* [What is expected]
Rewrite all of the data below with every "photo" swapped for "image" and nothing else changed. Leave the pictures out.

* [Object detection data]
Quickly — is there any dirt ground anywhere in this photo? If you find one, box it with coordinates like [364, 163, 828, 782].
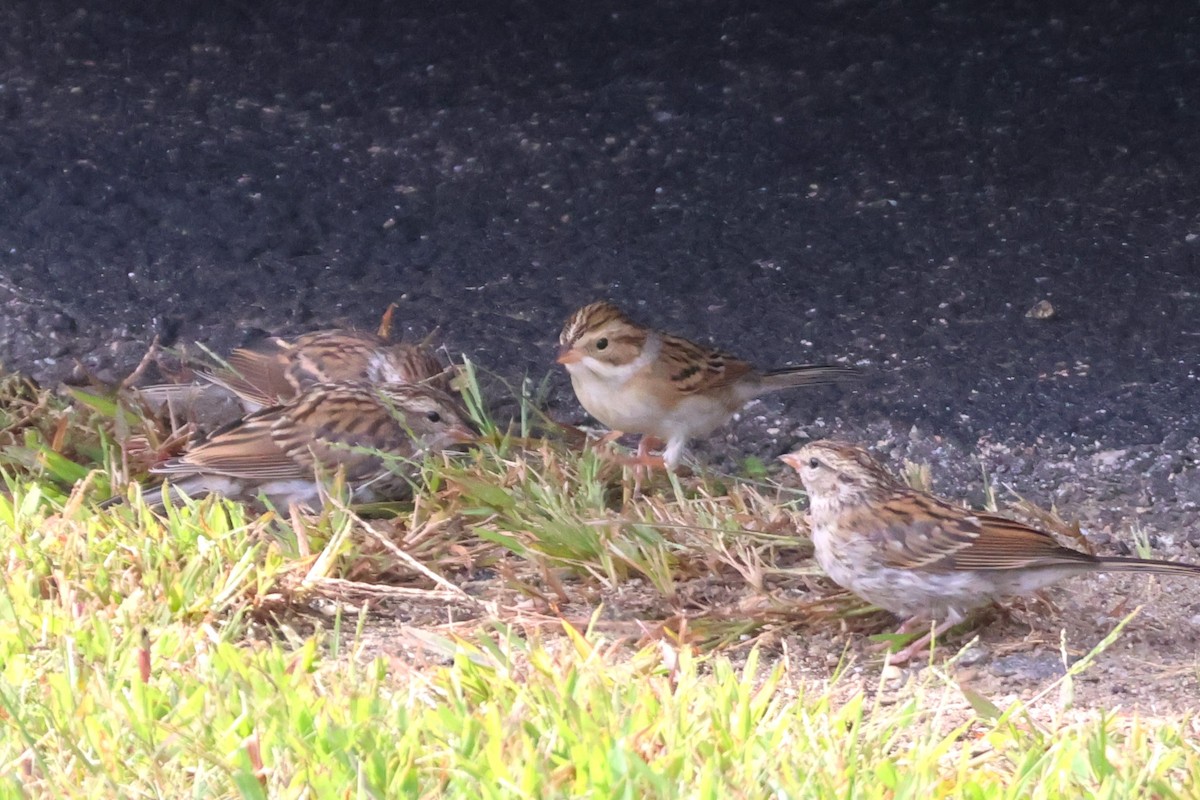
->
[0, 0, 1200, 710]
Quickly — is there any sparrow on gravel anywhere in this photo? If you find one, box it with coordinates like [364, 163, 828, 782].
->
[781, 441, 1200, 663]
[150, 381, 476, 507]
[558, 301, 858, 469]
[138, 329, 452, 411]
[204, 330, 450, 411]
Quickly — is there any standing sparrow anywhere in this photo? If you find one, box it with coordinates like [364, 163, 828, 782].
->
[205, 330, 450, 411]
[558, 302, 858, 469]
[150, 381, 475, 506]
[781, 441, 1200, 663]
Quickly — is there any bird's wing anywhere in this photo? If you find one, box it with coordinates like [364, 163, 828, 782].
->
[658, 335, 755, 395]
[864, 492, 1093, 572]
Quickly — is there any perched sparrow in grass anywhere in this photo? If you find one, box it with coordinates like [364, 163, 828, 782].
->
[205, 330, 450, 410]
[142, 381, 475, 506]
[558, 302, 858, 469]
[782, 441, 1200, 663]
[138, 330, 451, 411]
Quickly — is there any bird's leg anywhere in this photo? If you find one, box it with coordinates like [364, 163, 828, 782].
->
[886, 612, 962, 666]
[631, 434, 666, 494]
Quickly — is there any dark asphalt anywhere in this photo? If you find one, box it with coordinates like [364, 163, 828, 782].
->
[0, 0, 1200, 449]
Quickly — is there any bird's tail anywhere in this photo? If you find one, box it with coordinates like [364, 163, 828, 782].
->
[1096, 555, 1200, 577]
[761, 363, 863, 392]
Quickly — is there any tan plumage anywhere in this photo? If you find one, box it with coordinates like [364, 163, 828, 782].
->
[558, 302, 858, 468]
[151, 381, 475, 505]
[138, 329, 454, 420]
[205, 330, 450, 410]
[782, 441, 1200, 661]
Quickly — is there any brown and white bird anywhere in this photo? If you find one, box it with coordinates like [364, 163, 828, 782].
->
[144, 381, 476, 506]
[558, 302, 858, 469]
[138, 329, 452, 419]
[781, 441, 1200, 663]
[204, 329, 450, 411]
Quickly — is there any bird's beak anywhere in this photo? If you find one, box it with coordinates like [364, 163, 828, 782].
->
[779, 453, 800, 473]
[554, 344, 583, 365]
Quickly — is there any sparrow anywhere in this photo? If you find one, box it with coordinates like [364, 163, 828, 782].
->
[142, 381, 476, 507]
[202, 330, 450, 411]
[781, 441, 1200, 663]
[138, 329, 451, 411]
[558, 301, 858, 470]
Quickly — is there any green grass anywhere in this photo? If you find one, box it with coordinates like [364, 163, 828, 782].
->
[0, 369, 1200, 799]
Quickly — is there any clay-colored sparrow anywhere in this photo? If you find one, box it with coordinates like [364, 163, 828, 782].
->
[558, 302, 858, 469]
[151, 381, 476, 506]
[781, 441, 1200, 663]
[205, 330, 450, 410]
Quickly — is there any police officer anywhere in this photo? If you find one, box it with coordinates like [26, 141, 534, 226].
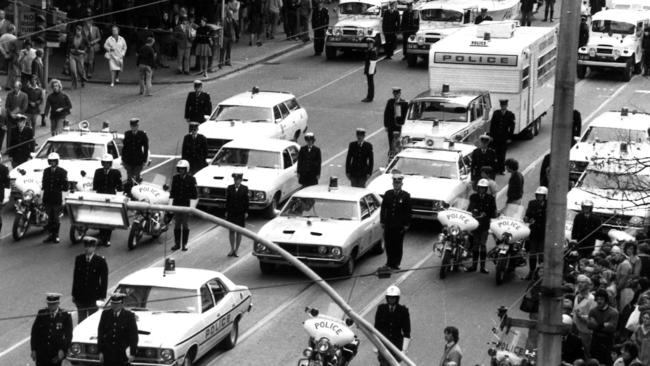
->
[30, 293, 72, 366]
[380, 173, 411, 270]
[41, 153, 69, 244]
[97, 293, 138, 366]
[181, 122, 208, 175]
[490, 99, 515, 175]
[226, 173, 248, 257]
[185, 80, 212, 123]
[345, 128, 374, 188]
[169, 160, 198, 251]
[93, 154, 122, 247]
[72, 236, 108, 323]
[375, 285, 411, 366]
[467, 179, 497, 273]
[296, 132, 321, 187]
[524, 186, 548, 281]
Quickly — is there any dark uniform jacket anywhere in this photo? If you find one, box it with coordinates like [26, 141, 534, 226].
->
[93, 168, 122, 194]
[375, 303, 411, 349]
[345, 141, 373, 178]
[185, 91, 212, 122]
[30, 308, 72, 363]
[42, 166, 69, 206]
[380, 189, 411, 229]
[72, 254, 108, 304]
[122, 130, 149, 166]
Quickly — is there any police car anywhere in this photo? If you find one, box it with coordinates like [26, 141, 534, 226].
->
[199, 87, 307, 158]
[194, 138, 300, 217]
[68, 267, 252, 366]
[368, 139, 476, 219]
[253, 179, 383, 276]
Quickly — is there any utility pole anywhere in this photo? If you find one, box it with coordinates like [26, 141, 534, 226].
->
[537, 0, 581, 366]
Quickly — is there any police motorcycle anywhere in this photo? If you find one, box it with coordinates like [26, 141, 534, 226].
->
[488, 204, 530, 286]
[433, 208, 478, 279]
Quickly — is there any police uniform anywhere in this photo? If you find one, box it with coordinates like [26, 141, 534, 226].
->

* [Task solution]
Quickly — is there any dirt ground anywhere in this image? If you find one, box it with coordinates like [364, 163, 828, 782].
->
[0, 0, 1200, 710]
Quickly — is there any sparrow on gravel anywhere in this image? If you find one, box it with coordinates like [364, 163, 828, 782].
->
[781, 441, 1200, 663]
[150, 381, 476, 507]
[558, 301, 858, 469]
[138, 329, 452, 411]
[204, 330, 450, 411]
Quickly — is there any standing sparrow anywhere in this image? If you find one, box it with coordinates like [364, 163, 828, 782].
->
[205, 330, 450, 411]
[558, 302, 858, 469]
[150, 381, 475, 506]
[781, 441, 1200, 663]
Quickly — is there any bird's wing anywhere in this image? If you find one, box it with coordinates like [364, 163, 828, 782].
->
[658, 335, 755, 395]
[864, 492, 1093, 572]
Quickly — is there any perched sparrow in grass anywhere in this image? If you find one, box it with coordinates like [364, 163, 828, 782].
->
[205, 330, 450, 410]
[142, 381, 475, 506]
[558, 302, 858, 469]
[782, 441, 1200, 663]
[138, 330, 451, 411]
Quickly — is there any bird's leg anywhere in this image? If you find one, box it with coordinates like [364, 163, 828, 782].
->
[886, 612, 962, 666]
[631, 434, 666, 494]
Quickly — is there any dark asphalt anywhere in this image? If you find one, box it with coordinates like [364, 163, 828, 782].
->
[0, 0, 1200, 449]
Quickly — is there any bird's tail anywhere in this image? If you find one, box it with coordinates like [364, 163, 828, 782].
->
[1096, 555, 1200, 577]
[761, 363, 863, 392]
Quickly — is there any tan plumage anywhere in this image? If you find one, box it with coordinates like [364, 163, 828, 782].
->
[558, 302, 858, 468]
[151, 381, 475, 505]
[138, 329, 454, 420]
[205, 330, 450, 410]
[782, 441, 1200, 661]
Quickly — is there any brown and white bird anywhere in this image? If you find one, box it with coordinates like [364, 163, 828, 782].
->
[144, 381, 476, 506]
[558, 302, 858, 469]
[138, 329, 452, 419]
[781, 441, 1200, 663]
[204, 329, 450, 411]
Quickly — is there any bird's beak anywhere in this image? If you find one, box it with coordinates like [364, 163, 828, 782].
->
[779, 453, 800, 473]
[554, 344, 583, 365]
Quickly — is there any sparrow anywhere in this image? If you find one, box it with coordinates like [364, 163, 828, 782].
->
[142, 381, 476, 507]
[202, 330, 450, 411]
[781, 441, 1200, 663]
[138, 329, 451, 411]
[558, 301, 858, 470]
Quickly — is there any green grass anywhere in this image? If you find one, box it with coordinates like [364, 163, 828, 782].
->
[0, 369, 1200, 799]
Quickly — is there any clay-colored sparrow anywhere in this image? If you find one, box it with coordinates like [364, 163, 828, 782].
->
[558, 302, 858, 469]
[151, 381, 476, 506]
[781, 441, 1200, 663]
[205, 330, 450, 410]
Quickly — is there any police officer anywhere in this image? If you find one, box it with coordinates like [26, 141, 534, 226].
->
[30, 293, 72, 366]
[380, 173, 411, 270]
[41, 153, 69, 244]
[97, 293, 138, 366]
[181, 122, 208, 175]
[490, 99, 515, 175]
[226, 173, 248, 257]
[185, 80, 212, 123]
[345, 128, 374, 188]
[169, 160, 198, 251]
[93, 154, 122, 247]
[72, 236, 108, 323]
[375, 285, 411, 366]
[467, 179, 497, 273]
[296, 132, 321, 187]
[524, 186, 548, 281]
Quickly — is there any dark uniform jacket anywhere in this image? If you find one, box it with coordinates like [26, 141, 534, 226].
->
[93, 168, 122, 194]
[375, 303, 411, 349]
[345, 141, 373, 178]
[185, 91, 212, 122]
[30, 308, 72, 363]
[42, 166, 69, 206]
[380, 189, 411, 229]
[72, 254, 108, 304]
[122, 130, 149, 166]
Quickly — is there any police car anywhere in this image? If you find one, box it with coordinates like [26, 141, 534, 226].
->
[199, 87, 307, 158]
[194, 138, 300, 217]
[68, 267, 252, 366]
[368, 139, 476, 219]
[253, 179, 383, 276]
Quickly — is there any utility pole anywhere in this image? If you find one, box it with coordinates like [26, 141, 534, 226].
->
[537, 0, 581, 366]
Quickly — is there any police motorcycle anywhere in this image? If you find one, box it with coordinates like [26, 141, 534, 226].
->
[488, 204, 530, 286]
[433, 208, 478, 279]
Quickly — is there any police uniform anywhere in this image? If you find one, box it with coordinates like [26, 141, 534, 226].
->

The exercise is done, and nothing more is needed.